TEXT EXTRACT.
══════════
Stream: Archive Mirror: Isabelle Users Mailing List

Topic: [isabelle] syntax annotations


view this post on Zulip Email Gateway (Aug 19 2022 at 09:07):

From: Diego Marmsoler <marmsoler_diego@yahoo.it>
Hi,

I have the following problem. I want to use the latex-symbol
"\overleftarrow" to mark a function. However, there are two problems with
this:
1) \overleftarrow is not part of the Predefined Isabelle symbols
2) Actually it is not even a symbol, but rather it is a makro which
takes an argument and draws an arrow above it.

Does someone have an idea how I could solve this problem?

Thanks.

Best regards,

Diego

view this post on Zulip Email Gateway (Aug 19 2022 at 09:07):

From: Christian Sternagel <c-sterna@jaist.ac.jp>
Dear Diego,

this can be achieved using raw symbols (see section 1.2.1 "Strings of
symbols" in the implementation manual [isabelle doc implementation]) as
follows. If you want to mark a function "f" (i.e., f is an existing
constant in your theory), you can add

notation (latex)
f ("\<^raw:\overleftarrow{f}>")

where (latex) specifies that this notation should only be used in latex
mode (without it you would always see the new syntax, which would not be
very readable). Inside a \<^raw:...> you can use arbitrary latex code
(for PDF LaTeX document preparation) and you can use several \<^raw:...>
symbols to give arguments to macros, e.g.,

notation (latex)
f ("\<^raw:\fsyntax{>_\<^raw:}>")

would use the macro \fsyntax{x} (which you can freely define in your
LaTeX sources) in order to typeset the term "f x". If "f" would be used
without argument, the macro would not be used, but you could do

notation (latex)
f ("\<^raw:\fsyntaxnoarg>") and
f ("\<^raw:\fsyntax{>_\<^raw:}>")

to also give special syntax for f without argument (note that order is
important here, if you would define the no-argument syntax last, it
would always be used).

cheers

chris

view this post on Zulip Email Gateway (Aug 19 2022 at 09:07):

From: Makarius <makarius@sketis.net>
On Mon, 19 Nov 2012, Diego Marmsoler wrote:

I have the following problem. I want to use the latex-symbol
"\overleftarrow" to mark a function. However, there are two problems with
this:
1) \overleftarrow is not part of the Predefined Isabelle symbols

These are merely common defaults. You can always define your own symbols
in LaTeX. The document preparation systems generates sources like this:

\<foo> becomes {\isasymfoo}
\<^foo> becomes \isactrlfoo

2) Actually it is not even a symbol, but rather it is a makro which
takes an argument and draws an arrow above it.
══════════
REQUEST.
Repeat word for word everything in the mailing list thread from "From: Diego Marmsoler" down to "solve this problem?".

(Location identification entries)
══════════
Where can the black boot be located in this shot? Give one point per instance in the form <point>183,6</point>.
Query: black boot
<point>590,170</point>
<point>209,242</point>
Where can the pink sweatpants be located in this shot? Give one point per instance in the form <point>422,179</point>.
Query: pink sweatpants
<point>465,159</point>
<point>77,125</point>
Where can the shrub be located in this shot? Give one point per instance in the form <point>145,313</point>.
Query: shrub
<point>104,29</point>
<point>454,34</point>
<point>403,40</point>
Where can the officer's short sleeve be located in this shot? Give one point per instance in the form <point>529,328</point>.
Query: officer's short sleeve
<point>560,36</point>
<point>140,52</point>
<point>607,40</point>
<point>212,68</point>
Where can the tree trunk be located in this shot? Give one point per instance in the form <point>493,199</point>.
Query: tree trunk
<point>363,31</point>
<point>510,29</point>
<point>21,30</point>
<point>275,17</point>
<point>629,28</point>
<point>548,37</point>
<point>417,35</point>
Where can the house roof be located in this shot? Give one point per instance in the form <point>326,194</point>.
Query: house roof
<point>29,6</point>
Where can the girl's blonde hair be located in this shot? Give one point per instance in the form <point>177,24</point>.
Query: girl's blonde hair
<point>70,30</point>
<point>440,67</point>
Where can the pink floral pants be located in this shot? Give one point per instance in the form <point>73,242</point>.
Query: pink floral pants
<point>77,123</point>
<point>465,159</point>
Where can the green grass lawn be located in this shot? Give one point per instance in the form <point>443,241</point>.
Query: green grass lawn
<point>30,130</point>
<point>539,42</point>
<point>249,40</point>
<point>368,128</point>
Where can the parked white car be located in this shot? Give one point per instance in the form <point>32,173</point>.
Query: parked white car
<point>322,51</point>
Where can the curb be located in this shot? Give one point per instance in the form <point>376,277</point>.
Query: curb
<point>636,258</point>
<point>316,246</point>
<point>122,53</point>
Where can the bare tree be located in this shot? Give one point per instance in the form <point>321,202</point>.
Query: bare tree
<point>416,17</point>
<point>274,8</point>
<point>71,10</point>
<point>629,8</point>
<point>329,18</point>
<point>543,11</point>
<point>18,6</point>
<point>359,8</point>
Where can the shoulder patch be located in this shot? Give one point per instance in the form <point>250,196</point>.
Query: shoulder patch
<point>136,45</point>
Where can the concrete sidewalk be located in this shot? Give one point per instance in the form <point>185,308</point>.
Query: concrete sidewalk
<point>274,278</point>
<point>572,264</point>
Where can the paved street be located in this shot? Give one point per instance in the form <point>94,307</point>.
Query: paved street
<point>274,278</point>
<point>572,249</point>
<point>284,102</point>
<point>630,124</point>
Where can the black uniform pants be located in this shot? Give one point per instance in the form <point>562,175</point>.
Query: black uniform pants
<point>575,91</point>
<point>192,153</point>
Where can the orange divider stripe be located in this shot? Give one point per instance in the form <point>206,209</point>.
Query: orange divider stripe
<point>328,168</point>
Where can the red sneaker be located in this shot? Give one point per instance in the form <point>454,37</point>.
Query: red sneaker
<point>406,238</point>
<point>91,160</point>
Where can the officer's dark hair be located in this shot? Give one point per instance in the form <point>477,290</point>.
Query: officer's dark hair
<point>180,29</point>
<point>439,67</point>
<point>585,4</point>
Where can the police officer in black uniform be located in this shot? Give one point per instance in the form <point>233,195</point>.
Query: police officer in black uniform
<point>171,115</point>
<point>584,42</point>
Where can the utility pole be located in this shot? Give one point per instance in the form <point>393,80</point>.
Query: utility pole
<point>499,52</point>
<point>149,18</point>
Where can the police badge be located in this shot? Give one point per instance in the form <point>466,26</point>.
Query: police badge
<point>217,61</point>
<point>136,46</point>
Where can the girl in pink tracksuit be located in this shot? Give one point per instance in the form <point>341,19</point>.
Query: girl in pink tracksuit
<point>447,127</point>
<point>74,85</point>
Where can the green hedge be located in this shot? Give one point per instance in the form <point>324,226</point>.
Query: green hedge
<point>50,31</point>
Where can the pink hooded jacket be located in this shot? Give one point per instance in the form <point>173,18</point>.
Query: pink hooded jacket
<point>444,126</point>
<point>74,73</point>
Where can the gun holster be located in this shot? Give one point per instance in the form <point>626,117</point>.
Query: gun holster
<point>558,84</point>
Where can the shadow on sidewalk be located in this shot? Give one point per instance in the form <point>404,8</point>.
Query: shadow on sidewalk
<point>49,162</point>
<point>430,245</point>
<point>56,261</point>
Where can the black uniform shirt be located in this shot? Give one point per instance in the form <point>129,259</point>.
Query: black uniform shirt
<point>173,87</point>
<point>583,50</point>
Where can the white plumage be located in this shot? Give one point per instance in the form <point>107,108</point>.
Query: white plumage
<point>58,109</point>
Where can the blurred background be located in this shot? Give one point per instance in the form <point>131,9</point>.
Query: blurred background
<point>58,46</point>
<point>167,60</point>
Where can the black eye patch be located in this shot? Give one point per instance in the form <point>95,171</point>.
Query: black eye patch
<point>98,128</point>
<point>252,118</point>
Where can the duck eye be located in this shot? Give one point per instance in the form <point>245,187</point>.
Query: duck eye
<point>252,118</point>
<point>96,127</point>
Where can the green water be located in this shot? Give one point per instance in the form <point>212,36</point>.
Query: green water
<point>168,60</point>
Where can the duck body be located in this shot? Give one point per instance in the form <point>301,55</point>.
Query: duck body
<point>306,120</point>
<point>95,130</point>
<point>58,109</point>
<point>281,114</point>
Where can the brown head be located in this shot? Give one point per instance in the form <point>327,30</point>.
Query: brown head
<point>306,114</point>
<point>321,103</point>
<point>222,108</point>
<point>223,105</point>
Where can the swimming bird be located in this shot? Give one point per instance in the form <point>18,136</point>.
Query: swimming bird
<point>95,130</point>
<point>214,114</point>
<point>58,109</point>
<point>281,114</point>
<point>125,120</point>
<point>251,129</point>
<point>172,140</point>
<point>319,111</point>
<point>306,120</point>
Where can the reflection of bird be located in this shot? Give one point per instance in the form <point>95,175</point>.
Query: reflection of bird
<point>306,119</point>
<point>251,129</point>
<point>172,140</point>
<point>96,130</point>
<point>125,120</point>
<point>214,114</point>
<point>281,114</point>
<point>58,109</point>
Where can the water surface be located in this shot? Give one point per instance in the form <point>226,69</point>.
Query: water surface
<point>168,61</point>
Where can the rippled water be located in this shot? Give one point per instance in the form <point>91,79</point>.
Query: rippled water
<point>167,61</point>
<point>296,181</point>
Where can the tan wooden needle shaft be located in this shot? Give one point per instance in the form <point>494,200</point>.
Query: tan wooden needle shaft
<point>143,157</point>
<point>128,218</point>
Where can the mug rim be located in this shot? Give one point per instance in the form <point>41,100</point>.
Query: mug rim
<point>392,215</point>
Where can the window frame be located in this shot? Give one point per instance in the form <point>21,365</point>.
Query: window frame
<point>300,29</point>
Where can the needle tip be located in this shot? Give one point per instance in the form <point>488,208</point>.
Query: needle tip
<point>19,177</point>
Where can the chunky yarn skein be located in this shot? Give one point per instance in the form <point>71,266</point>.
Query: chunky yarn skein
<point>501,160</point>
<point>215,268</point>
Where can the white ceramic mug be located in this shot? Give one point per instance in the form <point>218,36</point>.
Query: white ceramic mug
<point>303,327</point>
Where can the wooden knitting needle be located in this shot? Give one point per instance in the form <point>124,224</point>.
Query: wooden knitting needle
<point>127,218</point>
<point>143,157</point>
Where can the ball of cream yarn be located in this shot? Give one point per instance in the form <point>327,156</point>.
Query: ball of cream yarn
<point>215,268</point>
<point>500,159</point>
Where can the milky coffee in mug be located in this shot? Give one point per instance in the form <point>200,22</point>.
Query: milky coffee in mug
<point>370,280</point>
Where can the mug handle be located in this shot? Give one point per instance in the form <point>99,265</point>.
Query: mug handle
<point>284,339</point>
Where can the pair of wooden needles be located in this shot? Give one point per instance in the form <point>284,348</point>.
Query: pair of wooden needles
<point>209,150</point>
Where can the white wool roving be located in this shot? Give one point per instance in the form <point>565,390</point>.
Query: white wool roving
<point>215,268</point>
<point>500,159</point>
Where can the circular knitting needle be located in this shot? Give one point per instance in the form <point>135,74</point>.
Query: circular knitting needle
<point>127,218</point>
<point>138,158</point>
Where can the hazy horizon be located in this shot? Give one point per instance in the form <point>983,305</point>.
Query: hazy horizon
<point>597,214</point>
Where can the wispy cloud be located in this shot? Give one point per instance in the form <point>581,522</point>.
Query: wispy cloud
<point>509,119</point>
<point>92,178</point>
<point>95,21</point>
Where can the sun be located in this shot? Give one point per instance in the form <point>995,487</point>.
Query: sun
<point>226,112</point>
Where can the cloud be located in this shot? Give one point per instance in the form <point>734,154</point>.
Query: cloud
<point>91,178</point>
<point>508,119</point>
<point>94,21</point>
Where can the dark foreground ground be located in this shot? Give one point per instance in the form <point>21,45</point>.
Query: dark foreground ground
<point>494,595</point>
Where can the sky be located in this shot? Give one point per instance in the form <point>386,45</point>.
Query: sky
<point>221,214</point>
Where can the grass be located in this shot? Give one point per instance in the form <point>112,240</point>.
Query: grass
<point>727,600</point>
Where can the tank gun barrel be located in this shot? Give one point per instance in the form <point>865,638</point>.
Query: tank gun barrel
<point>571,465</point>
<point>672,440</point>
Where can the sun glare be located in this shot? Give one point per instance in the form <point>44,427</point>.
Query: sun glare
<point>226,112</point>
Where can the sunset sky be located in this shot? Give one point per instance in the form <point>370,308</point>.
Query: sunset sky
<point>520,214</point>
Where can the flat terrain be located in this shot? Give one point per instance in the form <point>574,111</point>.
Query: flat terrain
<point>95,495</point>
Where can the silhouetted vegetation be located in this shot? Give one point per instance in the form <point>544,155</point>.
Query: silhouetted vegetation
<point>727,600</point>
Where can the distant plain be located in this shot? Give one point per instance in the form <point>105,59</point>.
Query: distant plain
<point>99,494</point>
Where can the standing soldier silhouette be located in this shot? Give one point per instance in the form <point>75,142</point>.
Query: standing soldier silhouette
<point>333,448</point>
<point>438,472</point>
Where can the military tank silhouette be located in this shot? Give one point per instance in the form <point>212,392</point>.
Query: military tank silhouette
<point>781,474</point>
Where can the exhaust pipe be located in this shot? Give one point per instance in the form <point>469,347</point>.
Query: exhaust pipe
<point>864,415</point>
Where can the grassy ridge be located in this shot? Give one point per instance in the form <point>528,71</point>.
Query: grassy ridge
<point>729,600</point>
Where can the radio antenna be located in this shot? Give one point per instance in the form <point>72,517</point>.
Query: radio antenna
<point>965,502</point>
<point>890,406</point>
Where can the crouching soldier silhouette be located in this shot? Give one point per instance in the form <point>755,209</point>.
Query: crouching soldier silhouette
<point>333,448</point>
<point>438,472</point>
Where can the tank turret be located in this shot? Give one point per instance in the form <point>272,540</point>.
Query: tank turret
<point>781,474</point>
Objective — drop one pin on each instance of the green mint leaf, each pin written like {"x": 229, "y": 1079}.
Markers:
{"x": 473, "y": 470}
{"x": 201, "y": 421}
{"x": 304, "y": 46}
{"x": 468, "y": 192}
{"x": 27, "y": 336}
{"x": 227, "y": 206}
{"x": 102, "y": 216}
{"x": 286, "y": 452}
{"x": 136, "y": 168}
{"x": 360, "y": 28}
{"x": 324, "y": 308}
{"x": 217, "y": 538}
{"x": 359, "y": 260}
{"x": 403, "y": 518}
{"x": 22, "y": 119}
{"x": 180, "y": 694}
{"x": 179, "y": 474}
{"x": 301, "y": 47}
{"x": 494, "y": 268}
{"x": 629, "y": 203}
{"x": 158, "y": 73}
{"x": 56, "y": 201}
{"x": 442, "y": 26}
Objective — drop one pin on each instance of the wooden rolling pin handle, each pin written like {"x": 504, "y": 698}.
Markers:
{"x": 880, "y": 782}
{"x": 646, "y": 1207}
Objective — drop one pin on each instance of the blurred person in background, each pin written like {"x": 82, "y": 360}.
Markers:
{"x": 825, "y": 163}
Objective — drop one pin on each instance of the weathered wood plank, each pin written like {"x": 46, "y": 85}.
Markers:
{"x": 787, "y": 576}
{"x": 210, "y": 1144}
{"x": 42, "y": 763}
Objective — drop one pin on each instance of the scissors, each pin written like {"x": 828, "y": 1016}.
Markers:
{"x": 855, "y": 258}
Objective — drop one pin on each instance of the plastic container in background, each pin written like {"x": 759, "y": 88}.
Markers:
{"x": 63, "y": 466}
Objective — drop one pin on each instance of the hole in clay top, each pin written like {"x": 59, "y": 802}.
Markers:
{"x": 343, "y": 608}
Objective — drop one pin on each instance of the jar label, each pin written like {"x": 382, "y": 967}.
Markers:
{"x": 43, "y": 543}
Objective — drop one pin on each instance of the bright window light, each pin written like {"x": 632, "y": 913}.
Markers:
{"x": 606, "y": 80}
══════════
FINISHED TASK.
From: Diego Marmsoler <marmsoler_diego@yahoo.it>
Hi,

I have the following problem. I want to use the latex-symbol
"\overleftarrow" to mark a function. However, there are two problems with
this:
1) \overleftarrow is not part of the Predefined Isabelle symbols
2) Actually it is not even a symbol, but rather it is a makro which
takes an argument and draws an arrow above it.

Does someone have an idea how I could solve this problem?